(Goal of the exercise): Below is some material. Set down exactly the line where "Query: piano" appears and all lines after it, and stop at the last line.

(The input):
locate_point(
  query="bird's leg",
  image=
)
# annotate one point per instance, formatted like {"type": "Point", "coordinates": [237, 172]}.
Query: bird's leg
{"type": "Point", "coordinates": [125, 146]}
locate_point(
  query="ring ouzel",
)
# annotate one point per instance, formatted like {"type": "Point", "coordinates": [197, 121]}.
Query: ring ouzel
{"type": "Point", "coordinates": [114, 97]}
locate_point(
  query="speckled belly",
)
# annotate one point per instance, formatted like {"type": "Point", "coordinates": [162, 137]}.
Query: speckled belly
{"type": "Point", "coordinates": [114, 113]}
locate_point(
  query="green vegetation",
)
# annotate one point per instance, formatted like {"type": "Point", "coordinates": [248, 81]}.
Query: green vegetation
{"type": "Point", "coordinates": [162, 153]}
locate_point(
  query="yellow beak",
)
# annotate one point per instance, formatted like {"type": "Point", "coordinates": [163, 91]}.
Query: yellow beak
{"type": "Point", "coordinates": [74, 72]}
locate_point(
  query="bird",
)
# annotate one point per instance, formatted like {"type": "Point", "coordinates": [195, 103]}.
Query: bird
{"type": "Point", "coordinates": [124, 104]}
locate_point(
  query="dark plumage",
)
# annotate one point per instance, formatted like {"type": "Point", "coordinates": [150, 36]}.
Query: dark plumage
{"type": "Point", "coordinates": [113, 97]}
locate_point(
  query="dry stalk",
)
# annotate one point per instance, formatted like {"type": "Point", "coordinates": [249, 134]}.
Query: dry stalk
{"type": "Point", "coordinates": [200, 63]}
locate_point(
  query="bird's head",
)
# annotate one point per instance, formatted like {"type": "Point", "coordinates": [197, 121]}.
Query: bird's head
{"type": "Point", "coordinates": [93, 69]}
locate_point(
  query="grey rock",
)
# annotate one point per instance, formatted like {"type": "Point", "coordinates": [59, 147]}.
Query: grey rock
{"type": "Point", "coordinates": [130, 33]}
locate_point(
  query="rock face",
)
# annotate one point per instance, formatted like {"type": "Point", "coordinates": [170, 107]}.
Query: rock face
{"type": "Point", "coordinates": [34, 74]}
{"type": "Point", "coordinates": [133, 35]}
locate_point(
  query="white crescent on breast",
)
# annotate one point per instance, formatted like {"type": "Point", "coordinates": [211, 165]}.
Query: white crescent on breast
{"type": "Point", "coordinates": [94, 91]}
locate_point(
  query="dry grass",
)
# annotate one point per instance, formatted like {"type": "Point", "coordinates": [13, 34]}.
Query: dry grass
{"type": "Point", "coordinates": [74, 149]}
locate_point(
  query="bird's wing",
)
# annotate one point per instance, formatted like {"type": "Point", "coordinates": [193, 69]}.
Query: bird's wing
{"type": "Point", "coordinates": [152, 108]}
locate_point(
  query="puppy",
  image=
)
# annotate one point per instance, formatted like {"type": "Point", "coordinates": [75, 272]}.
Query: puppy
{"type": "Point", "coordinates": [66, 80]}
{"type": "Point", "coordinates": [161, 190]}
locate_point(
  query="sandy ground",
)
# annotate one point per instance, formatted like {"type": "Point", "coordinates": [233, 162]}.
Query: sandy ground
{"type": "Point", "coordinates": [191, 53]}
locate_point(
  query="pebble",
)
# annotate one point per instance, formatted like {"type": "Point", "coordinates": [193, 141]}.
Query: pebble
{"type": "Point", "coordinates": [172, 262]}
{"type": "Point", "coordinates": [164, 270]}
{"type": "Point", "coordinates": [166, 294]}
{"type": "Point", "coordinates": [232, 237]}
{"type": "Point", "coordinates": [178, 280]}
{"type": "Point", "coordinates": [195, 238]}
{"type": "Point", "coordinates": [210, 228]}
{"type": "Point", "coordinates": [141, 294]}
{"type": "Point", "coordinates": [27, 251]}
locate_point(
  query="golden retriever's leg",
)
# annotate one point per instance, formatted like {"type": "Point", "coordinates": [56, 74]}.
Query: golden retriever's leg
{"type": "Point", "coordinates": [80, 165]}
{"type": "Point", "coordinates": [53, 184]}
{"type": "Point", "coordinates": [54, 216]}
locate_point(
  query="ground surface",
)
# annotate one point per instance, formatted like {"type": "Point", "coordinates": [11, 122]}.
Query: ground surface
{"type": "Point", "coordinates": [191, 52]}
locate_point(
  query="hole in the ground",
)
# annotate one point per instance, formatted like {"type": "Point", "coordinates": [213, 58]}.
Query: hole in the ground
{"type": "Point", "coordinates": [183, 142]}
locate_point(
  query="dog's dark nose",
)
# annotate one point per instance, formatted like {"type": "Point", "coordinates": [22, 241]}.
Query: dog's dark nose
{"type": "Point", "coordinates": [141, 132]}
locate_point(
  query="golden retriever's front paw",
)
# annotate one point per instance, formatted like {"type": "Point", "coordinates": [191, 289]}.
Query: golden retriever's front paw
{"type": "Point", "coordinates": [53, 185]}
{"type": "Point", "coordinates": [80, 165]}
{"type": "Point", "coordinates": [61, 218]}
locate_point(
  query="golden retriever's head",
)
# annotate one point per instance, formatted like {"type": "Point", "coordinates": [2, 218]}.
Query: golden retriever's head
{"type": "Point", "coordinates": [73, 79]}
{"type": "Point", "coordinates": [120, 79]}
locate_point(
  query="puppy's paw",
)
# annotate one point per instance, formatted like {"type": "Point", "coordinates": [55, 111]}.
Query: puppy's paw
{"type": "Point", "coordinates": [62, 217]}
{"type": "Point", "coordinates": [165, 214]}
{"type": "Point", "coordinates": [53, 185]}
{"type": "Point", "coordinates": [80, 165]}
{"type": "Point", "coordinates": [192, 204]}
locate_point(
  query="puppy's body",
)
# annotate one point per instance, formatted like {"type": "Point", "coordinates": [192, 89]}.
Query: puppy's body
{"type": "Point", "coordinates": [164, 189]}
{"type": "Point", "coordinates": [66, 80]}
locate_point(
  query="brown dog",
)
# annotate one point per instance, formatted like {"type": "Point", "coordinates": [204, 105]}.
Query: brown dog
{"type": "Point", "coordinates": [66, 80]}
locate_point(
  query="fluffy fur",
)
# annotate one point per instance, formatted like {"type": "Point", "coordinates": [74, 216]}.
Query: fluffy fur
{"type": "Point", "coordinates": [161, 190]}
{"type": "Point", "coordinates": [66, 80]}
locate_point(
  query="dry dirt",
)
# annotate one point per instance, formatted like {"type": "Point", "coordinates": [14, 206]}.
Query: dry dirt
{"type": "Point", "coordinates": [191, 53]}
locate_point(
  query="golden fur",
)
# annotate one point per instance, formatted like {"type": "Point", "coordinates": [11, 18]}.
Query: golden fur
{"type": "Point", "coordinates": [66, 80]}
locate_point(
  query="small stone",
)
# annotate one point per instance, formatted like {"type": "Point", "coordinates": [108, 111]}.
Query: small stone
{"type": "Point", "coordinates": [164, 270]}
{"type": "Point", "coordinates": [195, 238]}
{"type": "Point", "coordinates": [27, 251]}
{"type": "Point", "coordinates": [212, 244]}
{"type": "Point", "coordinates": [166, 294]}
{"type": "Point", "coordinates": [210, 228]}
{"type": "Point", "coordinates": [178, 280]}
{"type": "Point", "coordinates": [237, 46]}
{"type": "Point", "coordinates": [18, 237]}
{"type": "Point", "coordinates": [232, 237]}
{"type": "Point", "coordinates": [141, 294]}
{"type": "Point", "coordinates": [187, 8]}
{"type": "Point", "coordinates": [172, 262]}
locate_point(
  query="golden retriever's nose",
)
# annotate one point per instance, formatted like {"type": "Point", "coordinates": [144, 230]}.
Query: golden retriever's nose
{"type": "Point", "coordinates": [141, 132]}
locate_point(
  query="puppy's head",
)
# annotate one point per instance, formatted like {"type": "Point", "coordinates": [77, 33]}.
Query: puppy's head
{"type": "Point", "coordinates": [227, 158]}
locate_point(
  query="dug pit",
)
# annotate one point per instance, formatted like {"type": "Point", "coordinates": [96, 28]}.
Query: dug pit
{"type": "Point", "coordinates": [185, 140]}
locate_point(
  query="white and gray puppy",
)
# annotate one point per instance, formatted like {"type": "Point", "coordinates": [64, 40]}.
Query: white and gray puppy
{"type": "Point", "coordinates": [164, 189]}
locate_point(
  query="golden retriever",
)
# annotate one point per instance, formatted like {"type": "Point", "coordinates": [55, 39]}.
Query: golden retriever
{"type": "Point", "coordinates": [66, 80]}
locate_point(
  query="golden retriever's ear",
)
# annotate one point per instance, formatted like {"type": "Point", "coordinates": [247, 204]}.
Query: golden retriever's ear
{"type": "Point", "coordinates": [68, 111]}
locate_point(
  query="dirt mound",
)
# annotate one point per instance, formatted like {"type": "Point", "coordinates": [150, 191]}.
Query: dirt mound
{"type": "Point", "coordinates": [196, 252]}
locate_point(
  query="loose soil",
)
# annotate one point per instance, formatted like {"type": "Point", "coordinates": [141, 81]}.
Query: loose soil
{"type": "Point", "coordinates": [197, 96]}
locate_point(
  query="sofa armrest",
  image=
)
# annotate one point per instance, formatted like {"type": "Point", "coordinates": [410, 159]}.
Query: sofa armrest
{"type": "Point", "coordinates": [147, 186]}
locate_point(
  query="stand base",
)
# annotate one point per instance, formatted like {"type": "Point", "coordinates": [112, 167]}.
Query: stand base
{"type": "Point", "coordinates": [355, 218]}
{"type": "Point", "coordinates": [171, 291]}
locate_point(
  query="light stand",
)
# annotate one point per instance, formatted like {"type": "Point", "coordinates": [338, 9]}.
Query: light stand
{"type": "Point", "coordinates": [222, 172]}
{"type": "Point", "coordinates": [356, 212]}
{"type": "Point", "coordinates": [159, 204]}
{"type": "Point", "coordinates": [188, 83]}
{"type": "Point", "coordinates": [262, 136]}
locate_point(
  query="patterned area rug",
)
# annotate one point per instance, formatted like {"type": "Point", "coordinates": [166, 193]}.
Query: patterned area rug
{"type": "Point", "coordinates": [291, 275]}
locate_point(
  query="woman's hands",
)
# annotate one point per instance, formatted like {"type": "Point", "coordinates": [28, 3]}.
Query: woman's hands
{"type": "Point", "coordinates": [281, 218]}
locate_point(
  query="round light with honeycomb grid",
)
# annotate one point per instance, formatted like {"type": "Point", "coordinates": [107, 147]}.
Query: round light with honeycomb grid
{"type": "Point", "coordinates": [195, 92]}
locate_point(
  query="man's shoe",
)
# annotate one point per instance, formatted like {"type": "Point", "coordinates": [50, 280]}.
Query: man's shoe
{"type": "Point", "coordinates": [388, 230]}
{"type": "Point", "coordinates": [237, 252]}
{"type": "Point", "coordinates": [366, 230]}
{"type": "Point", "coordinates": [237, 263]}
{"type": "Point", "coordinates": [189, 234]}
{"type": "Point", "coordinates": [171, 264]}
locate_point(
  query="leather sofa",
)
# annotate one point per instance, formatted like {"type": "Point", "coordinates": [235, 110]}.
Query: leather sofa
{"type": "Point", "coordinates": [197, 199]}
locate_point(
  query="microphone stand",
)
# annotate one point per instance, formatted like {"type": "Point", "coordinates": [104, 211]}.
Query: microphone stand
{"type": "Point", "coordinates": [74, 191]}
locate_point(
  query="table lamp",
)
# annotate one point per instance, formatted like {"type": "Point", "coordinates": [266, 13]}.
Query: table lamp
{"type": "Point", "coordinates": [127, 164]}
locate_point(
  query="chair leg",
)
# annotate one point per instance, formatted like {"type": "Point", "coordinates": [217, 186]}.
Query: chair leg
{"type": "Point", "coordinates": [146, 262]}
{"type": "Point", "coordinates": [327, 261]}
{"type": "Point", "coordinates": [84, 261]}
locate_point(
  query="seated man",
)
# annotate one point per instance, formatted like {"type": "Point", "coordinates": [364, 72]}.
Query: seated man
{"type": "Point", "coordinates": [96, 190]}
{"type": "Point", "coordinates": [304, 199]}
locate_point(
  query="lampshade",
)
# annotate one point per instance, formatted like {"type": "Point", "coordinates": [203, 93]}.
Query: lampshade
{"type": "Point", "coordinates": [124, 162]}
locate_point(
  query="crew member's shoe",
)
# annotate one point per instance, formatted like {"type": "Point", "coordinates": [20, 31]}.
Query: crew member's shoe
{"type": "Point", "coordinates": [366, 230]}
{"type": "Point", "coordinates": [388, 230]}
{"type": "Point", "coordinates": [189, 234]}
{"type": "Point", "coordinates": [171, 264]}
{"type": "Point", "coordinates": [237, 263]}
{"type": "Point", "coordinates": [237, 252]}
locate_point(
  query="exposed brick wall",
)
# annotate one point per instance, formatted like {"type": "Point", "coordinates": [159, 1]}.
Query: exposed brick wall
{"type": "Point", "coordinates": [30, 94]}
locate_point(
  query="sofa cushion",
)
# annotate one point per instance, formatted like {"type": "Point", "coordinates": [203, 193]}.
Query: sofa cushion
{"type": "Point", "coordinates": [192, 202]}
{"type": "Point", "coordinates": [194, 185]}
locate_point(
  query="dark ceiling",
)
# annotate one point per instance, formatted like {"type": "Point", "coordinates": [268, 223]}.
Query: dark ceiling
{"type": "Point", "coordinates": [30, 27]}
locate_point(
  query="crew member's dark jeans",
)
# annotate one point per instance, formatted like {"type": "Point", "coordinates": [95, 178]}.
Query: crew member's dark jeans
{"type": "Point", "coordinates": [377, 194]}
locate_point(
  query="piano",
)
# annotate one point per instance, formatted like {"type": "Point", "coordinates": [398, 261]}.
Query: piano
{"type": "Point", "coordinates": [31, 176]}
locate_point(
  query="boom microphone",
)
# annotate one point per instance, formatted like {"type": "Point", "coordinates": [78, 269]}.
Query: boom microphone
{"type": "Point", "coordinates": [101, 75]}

(Response below):
Query: piano
{"type": "Point", "coordinates": [31, 176]}
locate_point(
  query="boom microphone",
)
# annotate one point per instance, formatted like {"type": "Point", "coordinates": [78, 269]}.
Query: boom microphone
{"type": "Point", "coordinates": [101, 75]}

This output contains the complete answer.